» **Goal**
Can you quote the lines below word for word, from the line containing "Return the polygon of every instance of the dark" up to and including the line containing "335 554 L 337"?
START Data for this task
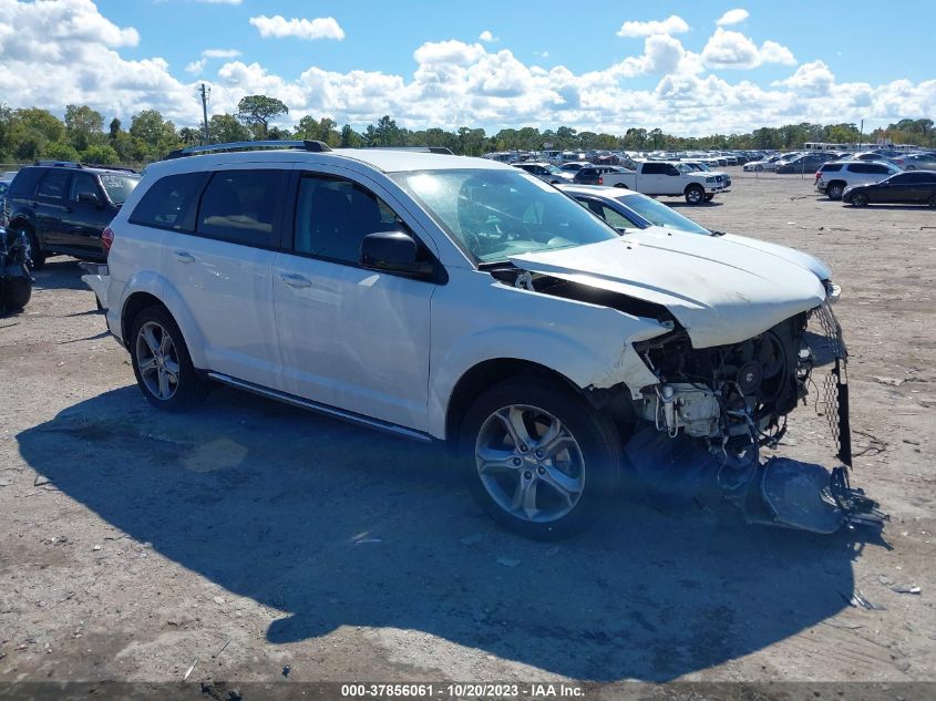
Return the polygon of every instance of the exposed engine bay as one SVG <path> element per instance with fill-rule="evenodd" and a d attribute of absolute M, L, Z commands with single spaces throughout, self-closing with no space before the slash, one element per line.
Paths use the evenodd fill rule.
<path fill-rule="evenodd" d="M 748 340 L 693 348 L 666 307 L 587 285 L 513 269 L 495 278 L 523 289 L 604 305 L 670 329 L 634 344 L 658 384 L 642 389 L 619 421 L 636 421 L 627 454 L 655 489 L 728 498 L 750 523 L 833 533 L 856 523 L 880 525 L 886 515 L 852 488 L 847 350 L 827 301 L 796 313 Z M 786 415 L 814 394 L 829 422 L 841 465 L 772 456 L 786 432 Z M 642 425 L 641 425 L 642 424 Z"/>

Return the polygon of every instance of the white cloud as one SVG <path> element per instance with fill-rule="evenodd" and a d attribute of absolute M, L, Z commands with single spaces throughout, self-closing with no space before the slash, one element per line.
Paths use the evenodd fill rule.
<path fill-rule="evenodd" d="M 47 107 L 59 115 L 66 104 L 88 104 L 107 118 L 120 116 L 125 125 L 131 115 L 148 109 L 158 110 L 177 126 L 197 125 L 202 115 L 196 86 L 202 80 L 212 85 L 213 113 L 234 113 L 245 94 L 266 94 L 289 107 L 282 124 L 295 124 L 310 114 L 356 128 L 389 114 L 410 128 L 472 125 L 493 133 L 508 126 L 565 124 L 615 134 L 631 126 L 659 126 L 675 134 L 704 135 L 806 121 L 865 118 L 865 126 L 873 127 L 905 116 L 936 114 L 936 80 L 840 83 L 825 63 L 813 61 L 791 69 L 788 78 L 771 85 L 729 81 L 706 72 L 716 66 L 706 60 L 704 51 L 693 52 L 661 33 L 647 35 L 642 52 L 583 73 L 563 65 L 535 65 L 539 59 L 532 56 L 527 63 L 507 49 L 494 51 L 481 42 L 450 40 L 415 47 L 412 70 L 400 73 L 337 72 L 312 64 L 298 76 L 284 76 L 260 63 L 229 56 L 233 60 L 209 81 L 189 76 L 186 66 L 169 66 L 160 56 L 128 60 L 121 55 L 123 47 L 138 41 L 136 30 L 110 22 L 91 0 L 0 0 L 0 17 L 4 19 L 0 24 L 3 102 Z M 49 33 L 54 38 L 34 40 Z M 750 48 L 739 43 L 743 51 L 717 54 L 726 65 L 737 65 L 732 58 L 754 60 Z M 764 42 L 755 48 L 757 60 L 786 62 L 783 48 L 778 47 Z M 217 55 L 209 58 L 208 51 L 233 50 L 209 49 L 193 63 Z M 204 65 L 208 64 L 198 65 L 199 72 Z M 642 76 L 639 87 L 637 76 Z M 642 86 L 647 76 L 652 76 L 655 86 Z"/>
<path fill-rule="evenodd" d="M 737 10 L 729 10 L 720 18 L 716 20 L 716 24 L 719 27 L 728 27 L 729 24 L 740 24 L 744 20 L 751 17 L 751 13 L 748 10 L 737 9 Z"/>
<path fill-rule="evenodd" d="M 796 58 L 786 47 L 775 41 L 767 40 L 761 44 L 761 60 L 764 63 L 783 63 L 784 65 L 796 65 Z"/>
<path fill-rule="evenodd" d="M 195 73 L 196 75 L 205 70 L 205 64 L 207 61 L 205 59 L 199 59 L 198 61 L 193 61 L 185 66 L 186 73 Z"/>
<path fill-rule="evenodd" d="M 205 59 L 236 59 L 240 55 L 237 49 L 205 49 L 202 56 Z"/>
<path fill-rule="evenodd" d="M 295 37 L 297 39 L 344 39 L 344 30 L 338 24 L 333 17 L 318 17 L 313 20 L 292 18 L 287 20 L 281 14 L 267 17 L 251 17 L 250 24 L 256 27 L 264 39 L 282 39 Z"/>
<path fill-rule="evenodd" d="M 625 22 L 617 30 L 618 37 L 649 37 L 650 34 L 680 34 L 689 31 L 689 24 L 681 17 L 670 14 L 662 21 Z"/>
<path fill-rule="evenodd" d="M 702 49 L 702 61 L 711 69 L 753 69 L 762 63 L 795 65 L 793 52 L 775 41 L 757 44 L 741 32 L 716 29 Z"/>

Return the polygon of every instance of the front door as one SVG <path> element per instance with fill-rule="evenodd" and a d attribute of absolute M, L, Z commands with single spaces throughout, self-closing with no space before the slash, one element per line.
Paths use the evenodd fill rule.
<path fill-rule="evenodd" d="M 349 177 L 298 178 L 292 249 L 272 266 L 284 389 L 424 431 L 435 284 L 359 262 L 366 235 L 413 231 L 388 203 Z"/>

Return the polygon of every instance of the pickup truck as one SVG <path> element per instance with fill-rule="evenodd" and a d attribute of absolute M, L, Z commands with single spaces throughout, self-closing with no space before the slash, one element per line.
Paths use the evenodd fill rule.
<path fill-rule="evenodd" d="M 637 164 L 634 173 L 608 173 L 601 177 L 604 185 L 625 187 L 645 195 L 681 196 L 690 205 L 709 202 L 724 189 L 723 179 L 692 171 L 685 163 L 668 161 L 645 161 Z"/>

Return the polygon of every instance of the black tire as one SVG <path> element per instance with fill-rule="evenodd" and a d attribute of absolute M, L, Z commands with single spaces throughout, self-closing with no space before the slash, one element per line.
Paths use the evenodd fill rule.
<path fill-rule="evenodd" d="M 7 278 L 3 287 L 6 299 L 0 307 L 6 306 L 8 311 L 19 311 L 29 303 L 32 297 L 32 280 L 29 278 L 19 276 Z"/>
<path fill-rule="evenodd" d="M 493 425 L 495 431 L 497 427 L 503 429 L 503 425 L 497 423 L 495 414 L 510 406 L 523 406 L 531 410 L 529 414 L 523 414 L 524 421 L 532 422 L 527 424 L 531 429 L 529 435 L 533 435 L 538 427 L 536 421 L 531 416 L 543 415 L 535 412 L 552 414 L 552 417 L 557 419 L 563 430 L 573 439 L 575 447 L 567 449 L 565 455 L 570 464 L 577 462 L 577 468 L 566 472 L 569 468 L 557 466 L 556 457 L 542 460 L 535 457 L 534 453 L 537 452 L 535 443 L 529 446 L 523 444 L 514 446 L 514 442 L 511 441 L 498 445 L 501 450 L 512 451 L 510 454 L 513 457 L 510 460 L 512 464 L 520 461 L 518 467 L 515 471 L 508 468 L 497 473 L 503 476 L 506 483 L 506 487 L 500 492 L 501 485 L 497 481 L 501 477 L 497 475 L 493 477 L 488 475 L 487 477 L 488 485 L 492 484 L 492 480 L 494 481 L 493 487 L 485 486 L 479 468 L 476 450 L 479 446 L 483 446 L 484 441 L 487 440 L 485 436 L 490 435 L 487 426 Z M 504 440 L 507 440 L 506 436 Z M 596 412 L 572 389 L 562 386 L 557 381 L 537 375 L 524 375 L 507 380 L 485 390 L 472 403 L 465 414 L 461 426 L 459 450 L 460 461 L 464 465 L 465 477 L 472 495 L 487 515 L 506 529 L 537 540 L 558 540 L 588 528 L 606 511 L 608 502 L 616 493 L 621 480 L 623 443 L 615 424 L 607 416 Z M 523 460 L 520 458 L 521 451 L 525 454 Z M 580 460 L 575 461 L 570 457 L 573 451 Z M 563 453 L 557 452 L 555 455 L 560 456 Z M 503 462 L 506 462 L 506 460 Z M 558 462 L 562 462 L 562 458 L 558 458 Z M 516 507 L 512 513 L 505 506 L 502 506 L 492 494 L 492 489 L 498 492 L 502 501 L 506 501 L 506 493 L 511 492 L 511 485 L 515 484 L 516 489 L 513 491 L 513 501 L 516 503 L 521 491 L 520 481 L 532 480 L 537 483 L 537 488 L 533 489 L 533 502 L 536 506 L 541 502 L 548 506 L 551 501 L 556 501 L 555 498 L 551 499 L 551 497 L 558 495 L 558 492 L 548 488 L 549 475 L 556 474 L 552 472 L 555 470 L 560 470 L 564 478 L 579 480 L 580 486 L 576 489 L 576 501 L 573 503 L 569 498 L 568 504 L 564 507 L 568 511 L 557 514 L 553 519 L 534 520 L 522 516 L 518 514 L 523 511 L 521 507 Z M 546 471 L 551 472 L 547 473 Z M 537 472 L 543 474 L 544 477 L 536 476 Z M 538 485 L 543 484 L 546 484 L 546 488 L 541 492 Z M 558 511 L 562 511 L 562 508 Z M 545 512 L 546 509 L 544 509 Z"/>
<path fill-rule="evenodd" d="M 706 202 L 706 190 L 701 185 L 689 185 L 685 194 L 686 203 L 689 205 L 701 205 Z"/>
<path fill-rule="evenodd" d="M 23 229 L 16 229 L 16 230 L 23 230 L 25 231 L 27 240 L 29 241 L 29 258 L 31 260 L 30 269 L 32 270 L 42 270 L 45 267 L 45 251 L 39 245 L 39 238 L 35 236 L 35 231 L 31 228 L 23 228 Z"/>
<path fill-rule="evenodd" d="M 147 382 L 141 372 L 140 344 L 146 344 L 145 339 L 141 337 L 141 333 L 147 324 L 155 324 L 156 327 L 163 329 L 168 334 L 172 343 L 172 350 L 165 353 L 163 362 L 161 362 L 160 365 L 163 368 L 164 372 L 171 362 L 174 363 L 174 367 L 177 368 L 177 371 L 175 372 L 177 380 L 174 383 L 174 388 L 173 382 L 167 380 L 166 386 L 172 392 L 165 398 L 160 398 L 156 393 L 154 393 L 154 390 L 151 389 L 153 380 L 150 379 Z M 153 327 L 148 328 L 153 330 Z M 154 305 L 152 307 L 146 307 L 137 313 L 136 317 L 134 317 L 130 324 L 130 329 L 131 331 L 130 338 L 127 339 L 127 347 L 130 348 L 133 374 L 136 375 L 136 383 L 140 385 L 143 395 L 150 401 L 150 403 L 158 409 L 171 412 L 186 411 L 199 404 L 205 399 L 207 383 L 192 364 L 192 357 L 188 354 L 188 347 L 185 344 L 182 331 L 172 318 L 172 315 L 169 315 L 168 311 L 161 306 Z M 160 336 L 156 340 L 162 341 L 162 336 Z M 153 360 L 156 360 L 155 357 Z M 155 370 L 155 372 L 157 373 L 157 377 L 162 374 L 160 370 Z M 151 373 L 147 373 L 147 377 L 148 374 Z M 169 375 L 173 373 L 169 371 Z M 160 384 L 160 381 L 157 380 L 156 383 Z"/>

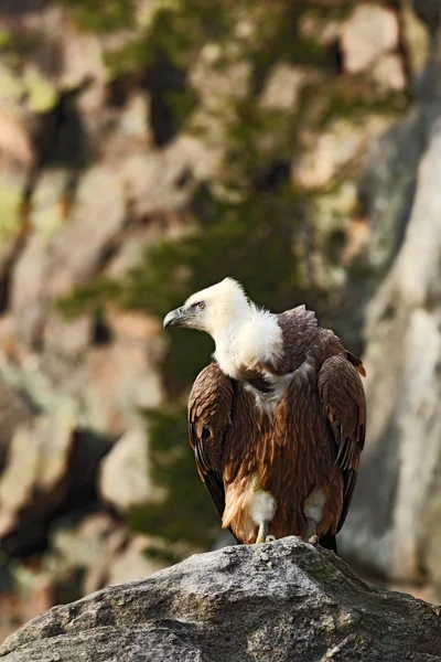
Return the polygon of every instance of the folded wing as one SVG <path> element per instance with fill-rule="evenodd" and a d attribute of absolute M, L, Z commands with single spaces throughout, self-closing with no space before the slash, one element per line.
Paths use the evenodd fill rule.
<path fill-rule="evenodd" d="M 354 357 L 355 359 L 355 357 Z M 335 463 L 343 473 L 343 509 L 337 532 L 351 505 L 366 435 L 366 401 L 359 372 L 363 364 L 343 355 L 327 359 L 319 373 L 319 391 L 336 442 Z"/>
<path fill-rule="evenodd" d="M 220 517 L 225 510 L 222 450 L 233 404 L 233 385 L 217 363 L 196 377 L 189 398 L 189 438 L 201 479 Z"/>

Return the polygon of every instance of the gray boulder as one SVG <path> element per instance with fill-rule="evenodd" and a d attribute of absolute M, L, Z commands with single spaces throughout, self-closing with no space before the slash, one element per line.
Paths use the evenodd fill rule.
<path fill-rule="evenodd" d="M 441 610 L 368 587 L 289 537 L 192 556 L 54 607 L 9 637 L 4 662 L 434 662 Z"/>

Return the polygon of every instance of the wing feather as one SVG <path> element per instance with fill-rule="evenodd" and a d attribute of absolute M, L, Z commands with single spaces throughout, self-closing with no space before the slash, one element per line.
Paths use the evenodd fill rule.
<path fill-rule="evenodd" d="M 351 505 L 366 436 L 366 399 L 358 373 L 364 374 L 364 367 L 353 355 L 327 359 L 319 373 L 320 396 L 336 444 L 335 463 L 343 473 L 343 508 L 337 532 Z"/>
<path fill-rule="evenodd" d="M 222 450 L 230 423 L 232 381 L 217 363 L 207 365 L 196 377 L 189 398 L 189 438 L 201 479 L 220 517 L 225 510 Z"/>

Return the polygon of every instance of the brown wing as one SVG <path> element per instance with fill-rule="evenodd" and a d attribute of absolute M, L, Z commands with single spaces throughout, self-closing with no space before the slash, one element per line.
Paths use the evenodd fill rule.
<path fill-rule="evenodd" d="M 345 356 L 332 356 L 319 373 L 320 397 L 337 447 L 335 463 L 343 472 L 343 508 L 337 532 L 351 505 L 366 435 L 366 401 L 358 374 L 363 364 L 357 362 L 355 367 Z"/>
<path fill-rule="evenodd" d="M 233 402 L 232 381 L 217 363 L 211 363 L 197 375 L 189 398 L 189 438 L 201 479 L 220 517 L 225 510 L 222 476 L 222 449 Z"/>

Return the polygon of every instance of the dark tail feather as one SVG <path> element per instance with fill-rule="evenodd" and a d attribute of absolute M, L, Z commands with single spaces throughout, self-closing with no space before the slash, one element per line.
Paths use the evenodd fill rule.
<path fill-rule="evenodd" d="M 335 554 L 337 554 L 337 540 L 335 535 L 326 533 L 322 538 L 320 538 L 320 544 L 325 549 L 331 549 L 331 552 L 335 552 Z"/>

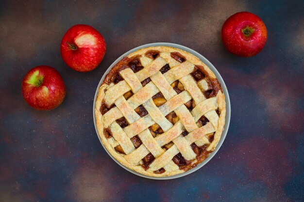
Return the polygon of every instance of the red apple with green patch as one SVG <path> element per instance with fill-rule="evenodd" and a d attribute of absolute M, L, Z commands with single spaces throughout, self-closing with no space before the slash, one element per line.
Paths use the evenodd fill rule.
<path fill-rule="evenodd" d="M 63 60 L 68 66 L 79 72 L 88 72 L 96 68 L 102 60 L 105 49 L 102 35 L 86 25 L 72 27 L 61 41 Z"/>
<path fill-rule="evenodd" d="M 39 110 L 58 107 L 66 96 L 66 86 L 59 73 L 49 66 L 37 66 L 25 75 L 22 95 L 30 106 Z"/>
<path fill-rule="evenodd" d="M 226 20 L 221 36 L 228 51 L 242 57 L 251 57 L 264 47 L 267 40 L 267 30 L 257 16 L 242 12 L 236 13 Z"/>

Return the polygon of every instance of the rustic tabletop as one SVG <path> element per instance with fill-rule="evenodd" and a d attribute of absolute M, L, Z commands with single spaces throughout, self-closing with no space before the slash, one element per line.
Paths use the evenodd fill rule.
<path fill-rule="evenodd" d="M 225 20 L 247 11 L 268 30 L 257 55 L 229 53 Z M 304 201 L 304 1 L 284 0 L 0 2 L 0 201 L 302 202 Z M 60 55 L 72 26 L 104 37 L 103 61 L 87 73 Z M 116 164 L 96 135 L 96 87 L 128 50 L 158 42 L 181 44 L 208 59 L 231 101 L 226 140 L 215 157 L 181 178 L 156 181 Z M 24 101 L 22 79 L 32 68 L 55 68 L 67 86 L 58 108 Z"/>

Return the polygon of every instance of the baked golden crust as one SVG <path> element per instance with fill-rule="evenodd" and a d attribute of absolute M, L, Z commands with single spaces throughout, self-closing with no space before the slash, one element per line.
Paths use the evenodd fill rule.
END Data for this task
» **Solution to the problem**
Return the polygon of every instance of the dark tail feather as one SVG <path> element per instance with fill-rule="evenodd" and a d attribute of absolute M, L, Z commands with single spaces throughout, self-closing with no space before the slash, one element per line.
Paths use the evenodd fill rule.
<path fill-rule="evenodd" d="M 335 554 L 337 554 L 337 540 L 335 535 L 326 533 L 322 538 L 320 538 L 320 544 L 325 549 L 331 549 L 331 552 L 335 552 Z"/>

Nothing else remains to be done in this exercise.